## START
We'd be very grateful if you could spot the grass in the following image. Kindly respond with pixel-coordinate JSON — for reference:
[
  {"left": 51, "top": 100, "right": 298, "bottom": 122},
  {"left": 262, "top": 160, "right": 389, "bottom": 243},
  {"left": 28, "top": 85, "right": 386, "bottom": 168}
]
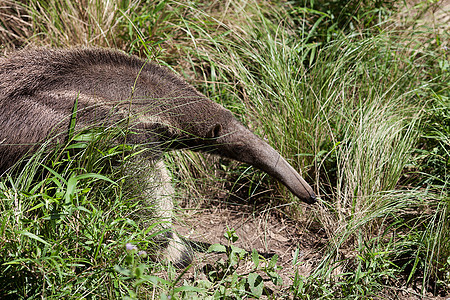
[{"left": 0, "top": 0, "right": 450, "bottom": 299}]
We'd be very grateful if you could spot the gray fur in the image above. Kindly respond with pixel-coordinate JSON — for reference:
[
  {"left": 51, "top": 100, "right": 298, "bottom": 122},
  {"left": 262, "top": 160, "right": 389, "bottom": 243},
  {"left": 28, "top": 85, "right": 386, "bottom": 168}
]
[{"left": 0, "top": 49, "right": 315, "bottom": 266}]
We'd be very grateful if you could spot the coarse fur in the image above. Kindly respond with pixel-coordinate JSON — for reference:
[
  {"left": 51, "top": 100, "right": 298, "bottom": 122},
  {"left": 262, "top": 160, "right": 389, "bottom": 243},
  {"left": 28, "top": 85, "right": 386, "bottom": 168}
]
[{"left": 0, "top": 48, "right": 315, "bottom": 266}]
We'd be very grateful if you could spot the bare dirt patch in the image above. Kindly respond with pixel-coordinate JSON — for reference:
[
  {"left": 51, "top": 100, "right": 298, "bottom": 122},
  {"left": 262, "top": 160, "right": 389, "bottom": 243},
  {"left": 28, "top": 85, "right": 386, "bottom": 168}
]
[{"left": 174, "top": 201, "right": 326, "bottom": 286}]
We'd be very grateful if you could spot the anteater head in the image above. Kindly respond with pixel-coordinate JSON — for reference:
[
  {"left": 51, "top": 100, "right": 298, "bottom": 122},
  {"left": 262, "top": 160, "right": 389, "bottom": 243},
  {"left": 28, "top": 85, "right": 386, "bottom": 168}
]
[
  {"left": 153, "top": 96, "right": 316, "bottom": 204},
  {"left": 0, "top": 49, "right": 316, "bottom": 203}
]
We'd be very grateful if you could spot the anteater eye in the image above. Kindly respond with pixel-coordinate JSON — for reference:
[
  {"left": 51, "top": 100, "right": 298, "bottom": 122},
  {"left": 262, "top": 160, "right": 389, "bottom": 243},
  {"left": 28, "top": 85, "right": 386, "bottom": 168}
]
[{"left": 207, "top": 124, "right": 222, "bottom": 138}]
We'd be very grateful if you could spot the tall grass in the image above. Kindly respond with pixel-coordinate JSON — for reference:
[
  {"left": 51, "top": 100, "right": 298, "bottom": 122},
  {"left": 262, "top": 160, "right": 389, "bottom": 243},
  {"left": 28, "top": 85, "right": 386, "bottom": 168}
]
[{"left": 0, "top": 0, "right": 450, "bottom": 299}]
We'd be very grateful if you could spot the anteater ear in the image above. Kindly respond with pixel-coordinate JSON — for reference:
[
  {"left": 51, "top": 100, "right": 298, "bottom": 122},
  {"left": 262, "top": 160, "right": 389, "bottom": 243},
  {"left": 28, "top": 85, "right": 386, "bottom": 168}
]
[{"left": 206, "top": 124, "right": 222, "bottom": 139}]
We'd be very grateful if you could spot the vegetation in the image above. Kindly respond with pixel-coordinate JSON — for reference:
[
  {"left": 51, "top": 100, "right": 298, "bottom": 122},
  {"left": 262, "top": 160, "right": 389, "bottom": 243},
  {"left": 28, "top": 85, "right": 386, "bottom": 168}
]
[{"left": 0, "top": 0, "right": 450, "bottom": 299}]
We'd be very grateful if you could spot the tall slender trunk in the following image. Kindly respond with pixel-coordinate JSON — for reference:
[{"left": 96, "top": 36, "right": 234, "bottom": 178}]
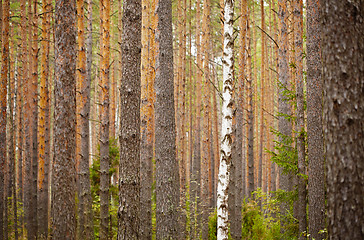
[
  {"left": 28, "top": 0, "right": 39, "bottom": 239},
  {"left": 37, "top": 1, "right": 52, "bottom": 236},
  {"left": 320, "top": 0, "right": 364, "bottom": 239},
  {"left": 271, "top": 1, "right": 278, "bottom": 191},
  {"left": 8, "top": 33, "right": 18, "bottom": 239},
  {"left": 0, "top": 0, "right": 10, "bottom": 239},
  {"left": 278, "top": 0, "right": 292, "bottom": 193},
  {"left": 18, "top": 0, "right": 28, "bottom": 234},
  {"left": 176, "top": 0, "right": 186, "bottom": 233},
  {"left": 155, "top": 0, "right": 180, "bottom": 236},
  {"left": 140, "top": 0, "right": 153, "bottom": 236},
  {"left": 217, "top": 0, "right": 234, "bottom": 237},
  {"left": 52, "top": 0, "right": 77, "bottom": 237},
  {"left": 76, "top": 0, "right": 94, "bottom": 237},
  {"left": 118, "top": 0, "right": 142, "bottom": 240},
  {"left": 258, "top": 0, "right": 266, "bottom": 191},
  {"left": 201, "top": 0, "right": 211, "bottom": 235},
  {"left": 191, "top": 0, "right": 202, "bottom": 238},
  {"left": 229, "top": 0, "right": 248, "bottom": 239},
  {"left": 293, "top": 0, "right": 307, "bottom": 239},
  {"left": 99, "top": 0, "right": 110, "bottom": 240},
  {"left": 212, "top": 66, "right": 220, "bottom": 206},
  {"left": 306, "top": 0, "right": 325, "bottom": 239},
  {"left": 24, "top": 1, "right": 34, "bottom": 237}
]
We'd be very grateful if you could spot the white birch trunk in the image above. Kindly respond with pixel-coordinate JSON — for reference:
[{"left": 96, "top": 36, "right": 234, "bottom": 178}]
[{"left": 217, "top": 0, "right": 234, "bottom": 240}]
## END
## START
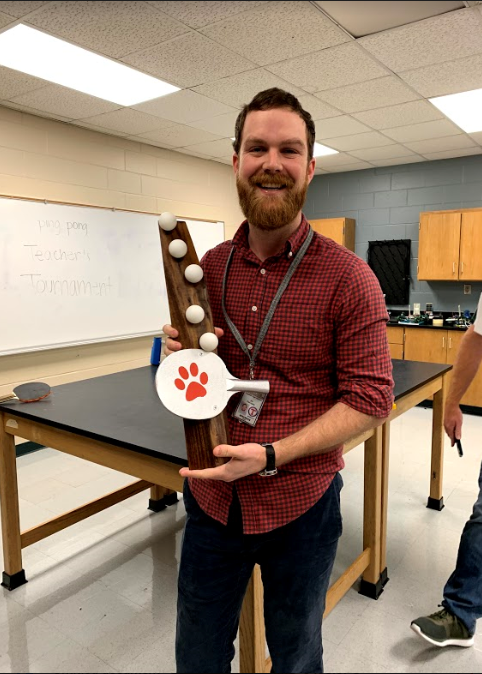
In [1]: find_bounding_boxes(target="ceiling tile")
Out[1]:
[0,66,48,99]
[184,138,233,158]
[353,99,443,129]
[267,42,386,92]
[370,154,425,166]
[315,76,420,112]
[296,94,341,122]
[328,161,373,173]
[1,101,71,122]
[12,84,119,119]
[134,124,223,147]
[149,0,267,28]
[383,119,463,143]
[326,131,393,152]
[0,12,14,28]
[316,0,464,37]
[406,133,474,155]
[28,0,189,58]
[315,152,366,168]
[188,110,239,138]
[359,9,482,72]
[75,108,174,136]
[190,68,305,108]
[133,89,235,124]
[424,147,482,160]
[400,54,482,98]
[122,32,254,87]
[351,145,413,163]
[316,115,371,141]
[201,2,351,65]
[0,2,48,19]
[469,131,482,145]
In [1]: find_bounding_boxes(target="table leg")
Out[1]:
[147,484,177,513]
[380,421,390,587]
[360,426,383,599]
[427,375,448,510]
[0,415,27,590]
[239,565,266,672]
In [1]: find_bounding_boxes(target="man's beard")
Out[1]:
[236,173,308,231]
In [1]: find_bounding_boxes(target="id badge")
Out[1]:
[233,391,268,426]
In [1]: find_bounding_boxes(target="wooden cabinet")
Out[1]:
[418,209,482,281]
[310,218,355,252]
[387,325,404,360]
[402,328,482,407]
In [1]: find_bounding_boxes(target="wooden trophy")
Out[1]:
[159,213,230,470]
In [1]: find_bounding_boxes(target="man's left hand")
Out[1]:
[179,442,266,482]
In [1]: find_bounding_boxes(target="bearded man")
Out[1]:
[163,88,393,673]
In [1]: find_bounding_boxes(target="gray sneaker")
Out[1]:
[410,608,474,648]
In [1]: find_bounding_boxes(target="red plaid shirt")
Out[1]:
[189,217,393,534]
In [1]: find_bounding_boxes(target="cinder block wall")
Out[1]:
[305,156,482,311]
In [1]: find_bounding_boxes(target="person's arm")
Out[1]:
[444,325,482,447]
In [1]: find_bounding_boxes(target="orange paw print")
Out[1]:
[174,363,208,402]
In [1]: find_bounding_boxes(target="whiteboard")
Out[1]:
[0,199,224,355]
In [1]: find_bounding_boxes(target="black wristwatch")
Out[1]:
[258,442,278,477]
## END
## TASK TO COMPLETE
Count how many lines in the records contain the word "above". Reply with the number alone.

## RESULT
9